What you need to do =
Copy exactly the lines of the material below that run from the one containing "Target | horse's mane" through the one containing "Pick out every instance of the horse's leg". Copy no other lines.

═════ Data provided ═════

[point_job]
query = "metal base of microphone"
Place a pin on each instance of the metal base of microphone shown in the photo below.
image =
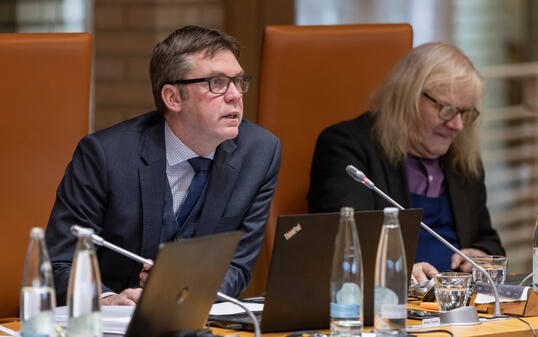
(460, 316)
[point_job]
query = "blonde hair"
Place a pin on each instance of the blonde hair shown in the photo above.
(395, 103)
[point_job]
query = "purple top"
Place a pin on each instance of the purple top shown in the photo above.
(424, 176)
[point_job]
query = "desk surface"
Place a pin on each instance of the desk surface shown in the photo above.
(503, 328)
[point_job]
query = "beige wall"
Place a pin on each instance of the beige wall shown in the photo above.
(125, 33)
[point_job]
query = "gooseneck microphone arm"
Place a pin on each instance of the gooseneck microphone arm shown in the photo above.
(75, 229)
(359, 176)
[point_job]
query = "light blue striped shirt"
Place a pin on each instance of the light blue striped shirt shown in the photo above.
(178, 169)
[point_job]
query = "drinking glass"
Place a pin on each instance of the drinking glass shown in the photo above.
(452, 290)
(495, 266)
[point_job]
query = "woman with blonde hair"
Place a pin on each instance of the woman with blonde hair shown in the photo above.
(418, 143)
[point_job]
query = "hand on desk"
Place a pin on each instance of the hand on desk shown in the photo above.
(423, 271)
(144, 274)
(127, 297)
(457, 262)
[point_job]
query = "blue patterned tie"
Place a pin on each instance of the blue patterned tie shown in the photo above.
(200, 166)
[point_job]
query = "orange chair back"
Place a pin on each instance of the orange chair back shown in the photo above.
(312, 77)
(44, 102)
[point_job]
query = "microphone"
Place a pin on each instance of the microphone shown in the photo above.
(76, 230)
(359, 176)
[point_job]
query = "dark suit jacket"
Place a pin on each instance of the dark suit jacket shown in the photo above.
(116, 184)
(352, 143)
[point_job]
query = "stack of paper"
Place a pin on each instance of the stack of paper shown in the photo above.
(115, 318)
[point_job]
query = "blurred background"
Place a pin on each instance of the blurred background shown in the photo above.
(500, 37)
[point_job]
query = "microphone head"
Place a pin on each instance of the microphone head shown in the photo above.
(81, 231)
(355, 173)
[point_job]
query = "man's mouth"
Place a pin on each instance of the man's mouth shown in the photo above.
(232, 115)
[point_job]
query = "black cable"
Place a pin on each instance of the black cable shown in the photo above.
(530, 326)
(514, 316)
(432, 331)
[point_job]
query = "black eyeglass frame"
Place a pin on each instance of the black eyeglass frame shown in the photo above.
(467, 115)
(245, 78)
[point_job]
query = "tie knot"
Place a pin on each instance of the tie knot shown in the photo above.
(200, 163)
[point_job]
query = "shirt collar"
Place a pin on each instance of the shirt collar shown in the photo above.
(176, 151)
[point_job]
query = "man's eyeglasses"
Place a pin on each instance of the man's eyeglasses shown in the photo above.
(219, 84)
(448, 112)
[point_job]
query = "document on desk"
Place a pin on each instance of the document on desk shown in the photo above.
(227, 308)
(115, 318)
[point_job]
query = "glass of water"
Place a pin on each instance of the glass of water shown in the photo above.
(495, 266)
(452, 290)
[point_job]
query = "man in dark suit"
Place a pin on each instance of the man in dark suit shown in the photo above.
(191, 168)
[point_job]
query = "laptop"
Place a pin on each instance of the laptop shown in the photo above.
(298, 288)
(183, 285)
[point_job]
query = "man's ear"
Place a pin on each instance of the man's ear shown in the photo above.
(171, 98)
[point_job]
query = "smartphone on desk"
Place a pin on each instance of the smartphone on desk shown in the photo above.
(421, 314)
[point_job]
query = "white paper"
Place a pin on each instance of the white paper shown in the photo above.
(483, 298)
(227, 308)
(115, 318)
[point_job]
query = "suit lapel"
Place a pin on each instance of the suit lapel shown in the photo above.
(224, 172)
(456, 191)
(152, 188)
(397, 187)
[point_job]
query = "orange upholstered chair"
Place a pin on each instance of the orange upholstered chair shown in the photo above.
(44, 107)
(312, 77)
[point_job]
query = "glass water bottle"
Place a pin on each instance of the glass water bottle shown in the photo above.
(84, 291)
(390, 291)
(346, 307)
(38, 298)
(535, 259)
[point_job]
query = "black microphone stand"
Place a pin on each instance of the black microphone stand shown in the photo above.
(359, 176)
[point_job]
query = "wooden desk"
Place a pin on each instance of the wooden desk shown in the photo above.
(505, 328)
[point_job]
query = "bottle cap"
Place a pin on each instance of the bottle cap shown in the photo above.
(347, 211)
(36, 232)
(388, 210)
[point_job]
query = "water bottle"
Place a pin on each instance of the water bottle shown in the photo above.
(346, 308)
(84, 290)
(390, 291)
(535, 259)
(38, 298)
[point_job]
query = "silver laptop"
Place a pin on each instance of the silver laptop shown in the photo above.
(183, 285)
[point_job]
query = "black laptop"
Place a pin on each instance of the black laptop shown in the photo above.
(298, 288)
(183, 285)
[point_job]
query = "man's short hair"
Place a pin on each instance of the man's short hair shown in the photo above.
(170, 61)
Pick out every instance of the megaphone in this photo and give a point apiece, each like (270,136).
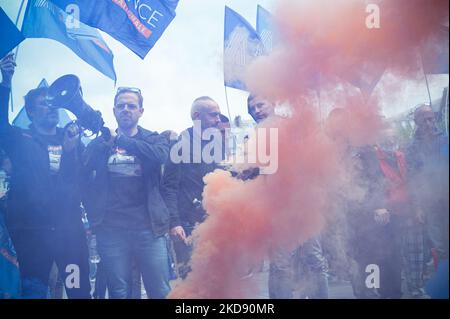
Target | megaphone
(66,93)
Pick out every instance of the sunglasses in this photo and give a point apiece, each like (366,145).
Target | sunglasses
(128,89)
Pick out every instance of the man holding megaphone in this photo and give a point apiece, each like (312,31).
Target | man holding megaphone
(44,216)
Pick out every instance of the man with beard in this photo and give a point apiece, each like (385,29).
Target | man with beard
(43,209)
(427,159)
(125,202)
(189,170)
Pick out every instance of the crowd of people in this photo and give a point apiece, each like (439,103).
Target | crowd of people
(142,206)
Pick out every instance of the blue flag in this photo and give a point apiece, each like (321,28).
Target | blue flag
(241,46)
(9,34)
(137,24)
(265,29)
(45,20)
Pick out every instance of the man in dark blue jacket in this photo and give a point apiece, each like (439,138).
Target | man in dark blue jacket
(126,203)
(44,216)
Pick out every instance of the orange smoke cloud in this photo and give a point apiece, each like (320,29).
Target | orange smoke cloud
(324,44)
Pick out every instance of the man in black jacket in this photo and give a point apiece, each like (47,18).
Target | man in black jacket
(44,217)
(126,203)
(185,174)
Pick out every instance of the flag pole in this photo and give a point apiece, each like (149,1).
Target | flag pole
(426,78)
(17,50)
(228,105)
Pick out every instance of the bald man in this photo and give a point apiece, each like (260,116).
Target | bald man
(428,172)
(189,173)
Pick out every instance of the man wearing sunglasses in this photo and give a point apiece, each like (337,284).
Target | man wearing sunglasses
(126,203)
(43,209)
(188,174)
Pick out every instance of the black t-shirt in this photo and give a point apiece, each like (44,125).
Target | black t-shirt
(53,143)
(127,197)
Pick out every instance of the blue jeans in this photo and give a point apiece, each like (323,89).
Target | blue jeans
(117,248)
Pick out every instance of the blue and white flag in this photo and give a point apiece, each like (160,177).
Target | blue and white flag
(241,46)
(265,29)
(137,24)
(9,34)
(45,20)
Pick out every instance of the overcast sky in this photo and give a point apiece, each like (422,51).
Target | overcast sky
(184,64)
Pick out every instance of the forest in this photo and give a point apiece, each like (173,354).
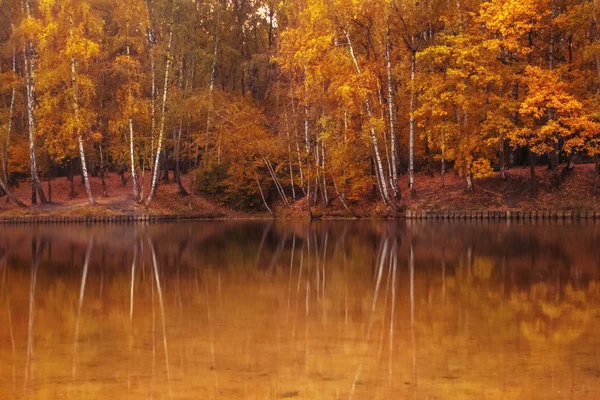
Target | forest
(276,101)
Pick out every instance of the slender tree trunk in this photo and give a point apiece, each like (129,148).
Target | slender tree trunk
(379,165)
(502,161)
(102,168)
(9,124)
(276,182)
(411,135)
(162,122)
(596,172)
(182,190)
(443,172)
(287,131)
(211,87)
(84,172)
(72,178)
(152,111)
(30,89)
(324,174)
(341,197)
(49,184)
(391,111)
(532,169)
(263,196)
(18,202)
(469,181)
(296,138)
(134,181)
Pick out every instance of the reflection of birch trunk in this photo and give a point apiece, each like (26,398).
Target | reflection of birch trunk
(132,282)
(162,313)
(34,267)
(80,304)
(411,264)
(393,306)
(287,314)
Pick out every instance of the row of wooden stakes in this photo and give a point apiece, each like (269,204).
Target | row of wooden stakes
(90,219)
(504,214)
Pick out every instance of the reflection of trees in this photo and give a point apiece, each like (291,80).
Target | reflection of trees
(553,315)
(324,306)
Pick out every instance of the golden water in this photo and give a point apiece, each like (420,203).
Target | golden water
(329,310)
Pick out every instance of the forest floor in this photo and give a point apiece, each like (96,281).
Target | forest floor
(493,193)
(118,200)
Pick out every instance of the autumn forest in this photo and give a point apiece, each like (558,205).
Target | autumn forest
(296,101)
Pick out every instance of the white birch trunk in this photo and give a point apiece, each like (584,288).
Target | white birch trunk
(9,125)
(378,162)
(213,72)
(162,123)
(411,135)
(30,89)
(84,172)
(392,116)
(136,194)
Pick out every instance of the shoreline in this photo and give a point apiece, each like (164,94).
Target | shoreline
(448,215)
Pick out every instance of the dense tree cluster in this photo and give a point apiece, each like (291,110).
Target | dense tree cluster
(317,99)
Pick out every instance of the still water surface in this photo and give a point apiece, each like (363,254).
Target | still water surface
(328,310)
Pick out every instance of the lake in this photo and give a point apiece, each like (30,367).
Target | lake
(300,310)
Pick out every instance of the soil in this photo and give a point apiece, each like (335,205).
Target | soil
(492,193)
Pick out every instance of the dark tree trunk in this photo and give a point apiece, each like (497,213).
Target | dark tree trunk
(71,178)
(532,170)
(596,172)
(165,166)
(50,172)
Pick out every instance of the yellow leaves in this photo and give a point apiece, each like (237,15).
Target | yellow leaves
(481,168)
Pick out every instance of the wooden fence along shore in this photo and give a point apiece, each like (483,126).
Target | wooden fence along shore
(501,214)
(523,215)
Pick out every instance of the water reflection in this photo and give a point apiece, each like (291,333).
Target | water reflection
(357,310)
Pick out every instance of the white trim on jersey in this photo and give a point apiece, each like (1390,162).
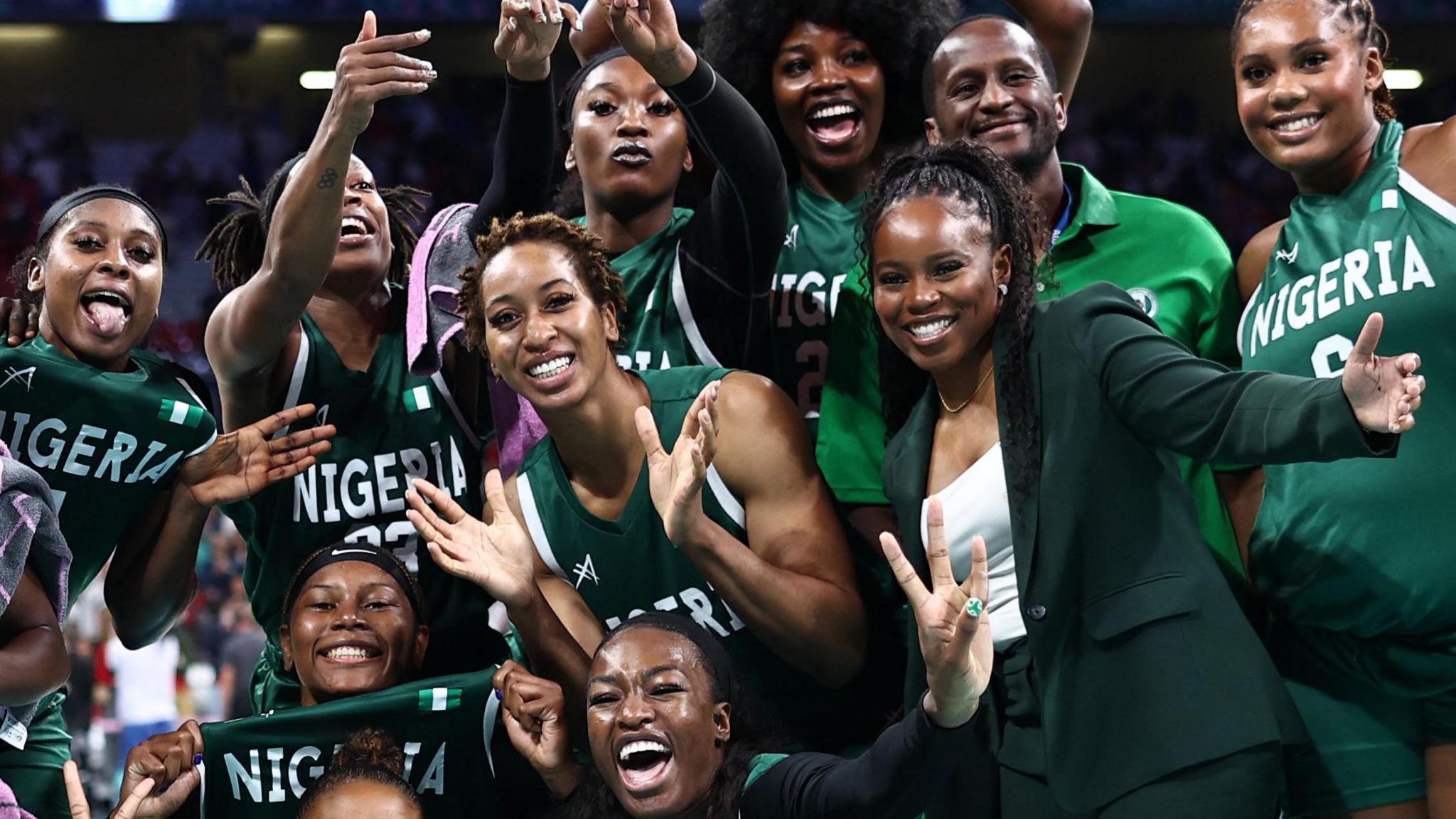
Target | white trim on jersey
(725,499)
(1244,316)
(1428,197)
(533,523)
(444,392)
(300,368)
(685,314)
(200,402)
(493,707)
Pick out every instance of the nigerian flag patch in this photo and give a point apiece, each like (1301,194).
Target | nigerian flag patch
(179,413)
(439,698)
(417,398)
(1386,200)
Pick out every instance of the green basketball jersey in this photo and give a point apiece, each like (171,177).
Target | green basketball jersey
(392,427)
(107,444)
(819,255)
(261,767)
(660,327)
(1361,545)
(626,567)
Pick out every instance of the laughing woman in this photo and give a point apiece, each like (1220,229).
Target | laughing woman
(1360,628)
(1128,681)
(696,282)
(315,311)
(123,439)
(725,520)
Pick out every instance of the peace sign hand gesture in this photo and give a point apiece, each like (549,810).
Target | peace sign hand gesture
(1385,392)
(244,461)
(494,556)
(951,620)
(648,31)
(678,478)
(529,33)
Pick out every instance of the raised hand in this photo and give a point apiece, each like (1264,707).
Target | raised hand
(242,462)
(676,478)
(951,620)
(535,714)
(80,809)
(19,318)
(529,33)
(372,69)
(494,556)
(1385,392)
(648,31)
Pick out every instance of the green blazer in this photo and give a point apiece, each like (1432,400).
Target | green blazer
(1143,662)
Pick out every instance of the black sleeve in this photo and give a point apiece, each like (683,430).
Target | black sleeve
(892,780)
(525,149)
(732,247)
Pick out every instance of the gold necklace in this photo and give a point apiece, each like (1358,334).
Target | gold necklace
(968,400)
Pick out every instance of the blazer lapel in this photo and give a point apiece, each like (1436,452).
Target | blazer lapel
(1022,509)
(912,471)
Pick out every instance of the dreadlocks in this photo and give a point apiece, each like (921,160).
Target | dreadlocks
(1360,16)
(236,244)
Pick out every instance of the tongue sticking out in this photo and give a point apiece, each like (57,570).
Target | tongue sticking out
(638,778)
(109,319)
(835,130)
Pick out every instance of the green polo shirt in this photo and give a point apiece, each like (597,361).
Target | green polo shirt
(1177,267)
(1167,257)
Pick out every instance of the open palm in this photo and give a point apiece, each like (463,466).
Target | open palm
(1383,391)
(242,462)
(676,478)
(953,621)
(494,556)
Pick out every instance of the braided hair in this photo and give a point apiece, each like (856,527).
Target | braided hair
(970,173)
(1360,16)
(236,244)
(369,755)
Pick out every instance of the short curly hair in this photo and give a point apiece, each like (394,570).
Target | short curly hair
(583,248)
(742,41)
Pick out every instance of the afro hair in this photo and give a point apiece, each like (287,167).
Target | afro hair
(742,41)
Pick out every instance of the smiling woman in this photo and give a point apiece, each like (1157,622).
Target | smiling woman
(136,486)
(354,630)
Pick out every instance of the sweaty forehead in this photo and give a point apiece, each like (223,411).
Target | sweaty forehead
(983,43)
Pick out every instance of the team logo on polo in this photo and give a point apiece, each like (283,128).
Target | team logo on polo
(1145,299)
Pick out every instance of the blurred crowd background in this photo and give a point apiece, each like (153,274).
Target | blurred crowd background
(178,109)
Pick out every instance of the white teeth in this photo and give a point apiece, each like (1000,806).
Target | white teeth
(833,111)
(928,330)
(1297,124)
(552,368)
(641,746)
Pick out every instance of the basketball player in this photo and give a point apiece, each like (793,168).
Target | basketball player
(1363,630)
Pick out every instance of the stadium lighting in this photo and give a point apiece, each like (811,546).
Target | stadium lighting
(18,34)
(279,36)
(1403,79)
(316,80)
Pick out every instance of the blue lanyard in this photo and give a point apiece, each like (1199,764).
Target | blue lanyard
(1064,222)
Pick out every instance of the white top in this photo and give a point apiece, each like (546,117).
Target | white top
(146,681)
(976,505)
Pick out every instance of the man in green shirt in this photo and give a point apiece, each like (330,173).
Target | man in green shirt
(990,80)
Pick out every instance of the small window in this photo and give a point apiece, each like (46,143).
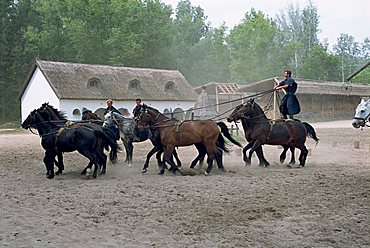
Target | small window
(76,112)
(94,83)
(134,84)
(170,86)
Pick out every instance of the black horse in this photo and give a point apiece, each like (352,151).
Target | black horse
(60,119)
(289,133)
(174,133)
(129,135)
(247,124)
(56,140)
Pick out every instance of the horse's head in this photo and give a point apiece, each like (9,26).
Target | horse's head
(29,122)
(236,114)
(243,110)
(362,114)
(147,116)
(108,119)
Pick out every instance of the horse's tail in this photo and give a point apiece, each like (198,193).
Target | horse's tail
(221,144)
(226,133)
(311,132)
(106,135)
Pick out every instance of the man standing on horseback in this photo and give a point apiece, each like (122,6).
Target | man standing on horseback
(137,108)
(289,105)
(114,128)
(110,107)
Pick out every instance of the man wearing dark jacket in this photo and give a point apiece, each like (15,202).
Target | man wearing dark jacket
(289,105)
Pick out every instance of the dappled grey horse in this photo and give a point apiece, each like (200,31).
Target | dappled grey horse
(130,134)
(362,114)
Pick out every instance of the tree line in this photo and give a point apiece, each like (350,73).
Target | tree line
(151,34)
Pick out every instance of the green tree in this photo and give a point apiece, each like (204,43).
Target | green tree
(348,50)
(190,27)
(252,52)
(320,65)
(297,35)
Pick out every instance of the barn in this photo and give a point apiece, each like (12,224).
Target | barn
(319,100)
(70,87)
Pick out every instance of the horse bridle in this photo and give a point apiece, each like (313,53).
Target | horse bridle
(365,119)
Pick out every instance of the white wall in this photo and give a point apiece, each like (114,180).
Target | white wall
(69,105)
(37,92)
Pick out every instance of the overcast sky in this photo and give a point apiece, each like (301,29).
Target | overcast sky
(336,17)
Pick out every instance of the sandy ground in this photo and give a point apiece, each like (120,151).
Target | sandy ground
(325,204)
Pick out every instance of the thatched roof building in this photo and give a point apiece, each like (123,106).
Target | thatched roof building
(71,87)
(86,81)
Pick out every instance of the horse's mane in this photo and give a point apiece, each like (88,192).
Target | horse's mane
(61,114)
(157,111)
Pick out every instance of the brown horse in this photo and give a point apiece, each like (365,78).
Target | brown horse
(174,133)
(237,115)
(288,133)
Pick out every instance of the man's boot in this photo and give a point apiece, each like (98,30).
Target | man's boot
(119,144)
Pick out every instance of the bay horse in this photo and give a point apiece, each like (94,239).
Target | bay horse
(235,116)
(362,114)
(57,118)
(60,118)
(174,133)
(262,131)
(129,134)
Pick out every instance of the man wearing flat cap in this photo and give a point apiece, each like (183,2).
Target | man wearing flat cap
(110,107)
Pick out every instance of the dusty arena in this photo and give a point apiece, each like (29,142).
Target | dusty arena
(325,204)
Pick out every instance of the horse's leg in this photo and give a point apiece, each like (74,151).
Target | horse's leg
(218,157)
(179,164)
(168,150)
(102,159)
(292,159)
(127,148)
(92,157)
(148,156)
(211,151)
(60,163)
(201,154)
(246,159)
(283,154)
(303,155)
(256,144)
(83,172)
(49,163)
(261,157)
(130,151)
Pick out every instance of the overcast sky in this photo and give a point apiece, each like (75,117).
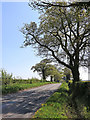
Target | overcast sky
(18,60)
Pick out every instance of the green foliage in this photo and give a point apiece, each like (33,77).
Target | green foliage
(41,68)
(55,107)
(62,35)
(60,104)
(6,78)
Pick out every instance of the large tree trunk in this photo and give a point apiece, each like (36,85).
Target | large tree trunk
(75,73)
(43,74)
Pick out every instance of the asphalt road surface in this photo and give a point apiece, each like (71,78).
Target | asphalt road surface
(25,103)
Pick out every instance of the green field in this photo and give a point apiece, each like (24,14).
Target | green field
(60,105)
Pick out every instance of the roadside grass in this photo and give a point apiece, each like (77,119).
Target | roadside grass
(60,105)
(15,87)
(56,106)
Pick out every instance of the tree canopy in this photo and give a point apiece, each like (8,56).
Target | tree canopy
(62,35)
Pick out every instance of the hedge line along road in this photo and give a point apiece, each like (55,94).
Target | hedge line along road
(25,103)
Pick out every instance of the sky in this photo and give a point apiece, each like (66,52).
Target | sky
(18,60)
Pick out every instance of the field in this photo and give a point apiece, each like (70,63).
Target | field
(60,104)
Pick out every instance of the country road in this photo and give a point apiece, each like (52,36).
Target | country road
(25,103)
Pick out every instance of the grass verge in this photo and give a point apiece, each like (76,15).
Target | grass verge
(12,88)
(60,105)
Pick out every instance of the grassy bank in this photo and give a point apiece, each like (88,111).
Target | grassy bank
(60,105)
(12,88)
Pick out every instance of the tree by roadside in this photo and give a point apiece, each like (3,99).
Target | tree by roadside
(62,35)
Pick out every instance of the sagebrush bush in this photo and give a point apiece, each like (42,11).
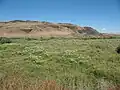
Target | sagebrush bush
(118,49)
(5,40)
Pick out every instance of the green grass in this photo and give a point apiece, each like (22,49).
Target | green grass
(74,63)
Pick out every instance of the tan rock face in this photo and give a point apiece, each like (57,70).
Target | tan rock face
(36,28)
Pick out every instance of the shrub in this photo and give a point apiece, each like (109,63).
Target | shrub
(118,49)
(5,40)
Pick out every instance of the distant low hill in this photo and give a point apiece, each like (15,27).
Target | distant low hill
(37,28)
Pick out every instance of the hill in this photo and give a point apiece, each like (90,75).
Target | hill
(37,28)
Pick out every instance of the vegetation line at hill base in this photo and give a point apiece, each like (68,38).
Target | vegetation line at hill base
(73,63)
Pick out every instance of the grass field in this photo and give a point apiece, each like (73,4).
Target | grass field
(72,63)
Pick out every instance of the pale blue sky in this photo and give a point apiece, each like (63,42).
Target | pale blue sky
(103,15)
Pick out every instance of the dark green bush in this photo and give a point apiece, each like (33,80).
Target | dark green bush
(118,49)
(5,40)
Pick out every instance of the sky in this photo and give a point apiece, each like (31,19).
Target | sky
(103,15)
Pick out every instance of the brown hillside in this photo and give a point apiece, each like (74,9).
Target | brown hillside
(36,28)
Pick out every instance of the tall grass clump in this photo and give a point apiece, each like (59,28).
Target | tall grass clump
(118,49)
(5,40)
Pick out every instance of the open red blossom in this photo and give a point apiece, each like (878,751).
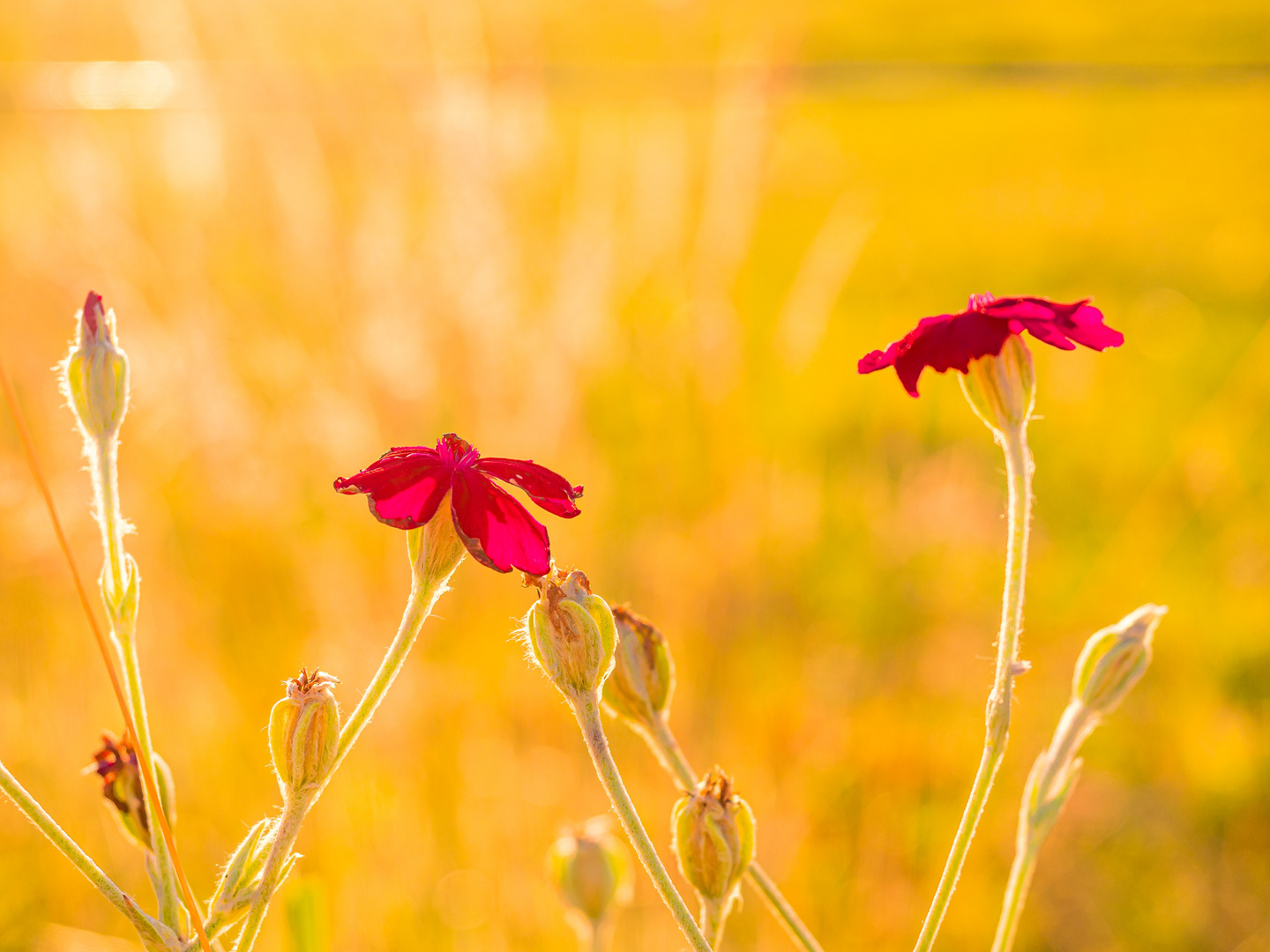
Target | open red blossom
(407,484)
(955,339)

═════

Exercise output =
Target | horse's mane
(61,114)
(157,111)
Pick out every instance of the brown horse in this photo and give a point apiece, each like (365,78).
Target | brown horse
(174,133)
(237,115)
(288,133)
Pick out every instance of the man's boot in this photo and give a point apiece, each like (98,30).
Target | man's boot
(119,144)
Pick out every instance of the bay horse in this photo and give a point apiece, each like (94,239).
Target | bay horse
(235,116)
(362,114)
(57,118)
(60,118)
(174,133)
(262,131)
(129,134)
Pick out every instance of the man wearing flat cap in this photo and give a point apiece, each like (183,2).
Target | man wearing flat cap
(110,107)
Pick out every instance of the dusty arena in this photo and give a point apiece, each like (29,142).
Target | dusty arena
(325,204)
Pick out every instance of the horse's leg in this photo and give a point apiece, each like (74,151).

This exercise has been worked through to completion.